> Uit te voeren taken
(1) Welk kenmerk staat bij "Ons kenmerk" in de geselecteerde tekst?
(2) Noem alle zaken van het Europese Hof van Justitie die in de geselecteerde tekst bij naam genoemd worden.

> Geselecteerde tekst
De Voorzitter van de Tweede Kamer Postbus 90801
der Staten-Generaal 2509 LV Den Haag
Anna van Hannoverstraat 4
Binnenhof 1 A Telefoon (070) 333 44 44
2513 AA S GRAVENHAGE Fax (070) 333 40 33
www.szw.nl
2513AA22XA
Uw brief 14 april 2008
Ons kenmerk AV/CAM/2008/11255
Datum 15 mei 2008
Onderwerp Uitspraken Europees Hof van Justitie
Bij brief van 14 april 2008 heeft u mij verzocht om, in het licht van de aanstaande
implementatie van de Dienstenrichtlijn, in te gaan op de arresten in de zaken Viking, Laval en
Rüffert van het Europese Hof van Justitie en de uitspraak van een Poolse rechter
(Kamervragen van het lid Ulenbelt) en de consequenties daarvan voor de Nederlandse situatie.
Aan dit verzoek kom ik graag tegemoet.

> Gegevens
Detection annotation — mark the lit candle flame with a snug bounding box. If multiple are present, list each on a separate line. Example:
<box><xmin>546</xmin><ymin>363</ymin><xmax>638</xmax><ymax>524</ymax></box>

> Antwoorden bij oefening
(1) Het kenmerk is AV/CAM/2008/11255.

(2) Het gaat om de zaken Viking, Laval en Rüffert.